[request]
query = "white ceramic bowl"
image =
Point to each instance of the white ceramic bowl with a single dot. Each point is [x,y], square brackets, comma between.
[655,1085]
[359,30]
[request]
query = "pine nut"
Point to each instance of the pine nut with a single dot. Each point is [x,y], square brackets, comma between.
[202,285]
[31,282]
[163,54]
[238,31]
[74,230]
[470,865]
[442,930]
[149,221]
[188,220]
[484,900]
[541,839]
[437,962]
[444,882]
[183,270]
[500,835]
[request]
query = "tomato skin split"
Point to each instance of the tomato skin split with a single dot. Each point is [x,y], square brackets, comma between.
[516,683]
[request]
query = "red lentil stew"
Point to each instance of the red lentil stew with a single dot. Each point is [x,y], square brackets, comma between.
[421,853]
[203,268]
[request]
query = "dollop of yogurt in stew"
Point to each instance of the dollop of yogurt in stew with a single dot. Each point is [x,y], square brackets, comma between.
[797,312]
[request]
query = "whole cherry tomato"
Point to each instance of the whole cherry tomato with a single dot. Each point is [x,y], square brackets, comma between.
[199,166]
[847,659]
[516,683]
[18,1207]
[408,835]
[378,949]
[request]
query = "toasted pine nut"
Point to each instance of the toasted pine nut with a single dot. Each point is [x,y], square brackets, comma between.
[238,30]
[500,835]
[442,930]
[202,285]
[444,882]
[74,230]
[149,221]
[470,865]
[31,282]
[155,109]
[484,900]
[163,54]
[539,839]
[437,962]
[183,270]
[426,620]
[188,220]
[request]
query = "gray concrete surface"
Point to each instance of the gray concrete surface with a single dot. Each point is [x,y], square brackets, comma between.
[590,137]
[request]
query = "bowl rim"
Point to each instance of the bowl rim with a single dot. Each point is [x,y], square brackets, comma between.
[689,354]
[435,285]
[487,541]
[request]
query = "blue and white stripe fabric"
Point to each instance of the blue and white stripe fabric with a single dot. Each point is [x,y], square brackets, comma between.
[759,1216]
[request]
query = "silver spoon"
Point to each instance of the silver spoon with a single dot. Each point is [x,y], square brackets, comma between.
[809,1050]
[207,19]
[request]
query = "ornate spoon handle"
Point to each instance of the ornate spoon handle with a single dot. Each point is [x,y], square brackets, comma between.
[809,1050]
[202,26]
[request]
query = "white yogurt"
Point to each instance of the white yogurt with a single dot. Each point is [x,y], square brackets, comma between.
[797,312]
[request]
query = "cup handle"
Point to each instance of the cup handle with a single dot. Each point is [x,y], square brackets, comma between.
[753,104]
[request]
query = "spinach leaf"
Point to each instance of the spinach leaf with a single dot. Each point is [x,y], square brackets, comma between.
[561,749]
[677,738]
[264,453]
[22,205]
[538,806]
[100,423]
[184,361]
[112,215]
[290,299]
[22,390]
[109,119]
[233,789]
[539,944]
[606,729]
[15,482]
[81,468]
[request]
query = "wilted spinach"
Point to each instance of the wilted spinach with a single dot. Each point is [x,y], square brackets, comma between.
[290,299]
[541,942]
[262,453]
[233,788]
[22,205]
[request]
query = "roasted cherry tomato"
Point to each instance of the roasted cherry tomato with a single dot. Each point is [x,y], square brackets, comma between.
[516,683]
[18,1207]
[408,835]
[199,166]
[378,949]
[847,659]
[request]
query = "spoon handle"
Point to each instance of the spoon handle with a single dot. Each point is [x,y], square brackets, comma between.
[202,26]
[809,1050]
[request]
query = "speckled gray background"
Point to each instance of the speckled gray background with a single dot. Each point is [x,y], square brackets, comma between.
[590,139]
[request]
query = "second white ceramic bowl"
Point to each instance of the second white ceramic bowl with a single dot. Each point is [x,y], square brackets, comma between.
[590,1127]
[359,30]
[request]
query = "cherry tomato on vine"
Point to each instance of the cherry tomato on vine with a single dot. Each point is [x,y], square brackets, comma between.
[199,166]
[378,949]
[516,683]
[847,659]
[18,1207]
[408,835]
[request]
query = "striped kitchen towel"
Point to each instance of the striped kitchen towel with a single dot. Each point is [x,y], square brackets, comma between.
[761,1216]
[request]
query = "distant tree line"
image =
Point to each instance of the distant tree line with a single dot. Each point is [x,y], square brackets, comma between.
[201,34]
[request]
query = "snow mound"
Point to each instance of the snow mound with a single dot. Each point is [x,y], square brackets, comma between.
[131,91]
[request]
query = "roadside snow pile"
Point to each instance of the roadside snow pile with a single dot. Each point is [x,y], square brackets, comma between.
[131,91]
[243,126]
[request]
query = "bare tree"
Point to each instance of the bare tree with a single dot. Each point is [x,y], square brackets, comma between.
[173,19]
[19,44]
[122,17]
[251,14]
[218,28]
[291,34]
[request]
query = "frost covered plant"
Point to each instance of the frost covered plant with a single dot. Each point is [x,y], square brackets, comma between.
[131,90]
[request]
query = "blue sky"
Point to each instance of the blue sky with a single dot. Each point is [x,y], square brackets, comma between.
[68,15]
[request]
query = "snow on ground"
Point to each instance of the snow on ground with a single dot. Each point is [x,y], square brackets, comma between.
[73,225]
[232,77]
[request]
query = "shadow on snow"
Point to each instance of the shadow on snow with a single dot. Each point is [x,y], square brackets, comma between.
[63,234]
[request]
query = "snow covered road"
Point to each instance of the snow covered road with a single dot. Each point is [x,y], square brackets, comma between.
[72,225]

------------------------------

- [TASK OBJECTIVE]:
Repeat the data. Leave nothing out and change nothing.

- [THE ANSWER]:
[request]
query = "white ceramic bowl"
image =
Point to each instance of the white ceramic bowl with a single dot. Each point is [x,y], square brackets, comma between.
[655,1085]
[359,30]
[request]
query = "pine nut"
Point to each instance of the pine nut with a single dot. Each point is [x,y], square brackets, comma between.
[202,285]
[31,282]
[163,54]
[238,31]
[74,230]
[470,865]
[442,930]
[149,221]
[188,220]
[484,900]
[541,839]
[437,962]
[444,882]
[183,270]
[500,835]
[request]
query = "tomato skin split"
Point to each instance of the tomato skin split with a single dot. Each point is [x,y], square brackets, comma between.
[516,683]
[request]
query = "red lentil stew"
Point to each instance of the red lentil stew with a single dot. Each point is [x,y], square brackets, comma between.
[421,853]
[203,268]
[request]
query = "dollop of yogurt in stew"
Point to each instance of the dollop of yogurt in stew with a single dot. Each point is [x,y], square brackets, comma between.
[797,312]
[request]
query = "whole cherry tomato"
Point to each instance of the whole cherry tomato with a single dot. Each point is [x,y], square brackets, comma between.
[199,166]
[847,659]
[516,683]
[18,1207]
[408,835]
[378,949]
[request]
query = "toasted pine nut"
Point to each instance of the toasted pine nut with a single dot. Each point is [x,y], square brackets, comma between.
[238,30]
[500,835]
[442,930]
[202,285]
[444,882]
[74,230]
[149,221]
[470,865]
[31,282]
[155,109]
[484,900]
[163,54]
[539,839]
[437,962]
[183,270]
[426,620]
[188,220]
[request]
query = "gray concrete surface"
Point to each instance of the gray concrete surface with a single dot. Each point is [x,y], square brackets, comma between.
[590,137]
[request]
query = "bowl rim"
Point to each instance of the bowl rim with a single dot. Each point is [x,y], square brackets, comma between.
[689,354]
[435,285]
[487,541]
[request]
query = "blue and white stripe fabric"
Point to each instance of the blue and white stripe fabric with a single dot. Each point is [x,y], square brackets, comma between.
[759,1216]
[request]
query = "silver spoon"
Point to each instance of the silver spoon with a single dot. Each point is [x,y], square brackets, comma between.
[809,1050]
[207,19]
[request]
query = "ornate spoon handle"
Point to each instance of the ornate spoon handle with a single dot. Each point is [x,y], square brackets, comma between.
[809,1050]
[202,26]
[request]
query = "white yogurt"
Point to each instance of the white yogurt with a single dot. Each point is [x,y], square brackets, comma between.
[797,312]
[request]
query = "cup handle"
Point to each instance of the cup handle with a single dot. Each point is [x,y], square brackets, comma between.
[753,104]
[request]
query = "spinach leaf"
Point to each instance of the spinach leaf with a single dot. Each point is [x,y], square brackets, comma between.
[561,749]
[677,738]
[264,453]
[22,205]
[538,806]
[100,423]
[184,361]
[112,215]
[290,299]
[22,390]
[109,119]
[233,789]
[539,944]
[606,729]
[15,482]
[81,468]
[request]
query = "wilted spinach"
Point to each instance of the wilted spinach with a single dot. Each point is [x,y], square brackets, comma between.
[290,299]
[541,942]
[262,453]
[233,788]
[22,205]
[request]
query = "roasted cherry tomato"
Point to each instance of the roasted cherry tomato with a single dot. Each point is [x,y], square brackets, comma between.
[516,683]
[18,1207]
[408,835]
[199,166]
[378,949]
[847,659]
[request]
query = "spoon handle"
Point to each instance of the spoon handle with a single dot. Each point is [x,y], square brackets, comma between.
[202,26]
[809,1050]
[request]
query = "speckled gray background"
Point to each instance of the speckled gray background with a single dot. Each point is [x,y], square brackets, comma between.
[590,139]
[request]
query = "second white ceramic bowl"
Point to each instance of the second white ceramic bowl with a single dot. Each point is [x,y], square brackets, comma between.
[590,1127]
[359,30]
[request]
query = "cherry tomato on vine"
Point to each instance of the cherry tomato on vine with a single dot. Each point is [x,y], square brackets, comma between.
[199,166]
[378,949]
[516,683]
[847,659]
[18,1207]
[408,835]
[request]
query = "striped kitchen towel"
Point to each instance of the striped kitchen towel with a single dot. Each point is [x,y], square brackets, comma between.
[761,1216]
[request]
query = "distant tree line"
image =
Point to each instance of the distant tree line with a single dot. Each point is [x,y], square brackets, comma between.
[201,34]
[request]
query = "snow mound"
Point to each instance of the snow mound with a single dot. Each point is [x,y], square brackets, comma between.
[131,91]
[request]
query = "roadside snow pile"
Point to each instance of the roadside snow pile with a single dot. Each point is [x,y], square brackets, comma between.
[131,91]
[243,126]
[request]
query = "bare tree"
Point to each instance of the bare tree with a single dot. Each point is [x,y], square brackets, comma between.
[173,19]
[19,44]
[122,17]
[251,14]
[218,28]
[291,34]
[request]
query = "frost covered plant"
Point to each instance of the frost covered plant with a single dot. Each point is [x,y], square brackets, comma between.
[131,90]
[request]
query = "blue sky"
Point to each instance of the blue sky with a single dot. Each point is [x,y], square brackets, comma between.
[68,15]
[request]
query = "snow on ground"
Point to each instance of the snow on ground with a single dot. Each point is [x,y], square brackets, comma between.
[73,225]
[232,77]
[request]
query = "shadow on snow"
Point to each instance of the shadow on snow with a single dot. Each point is [x,y], square brackets, comma between.
[63,234]
[request]
query = "snow covered road"
Point to each instance of the snow covered road with a single dot. Each point is [x,y], square brackets, comma between.
[72,225]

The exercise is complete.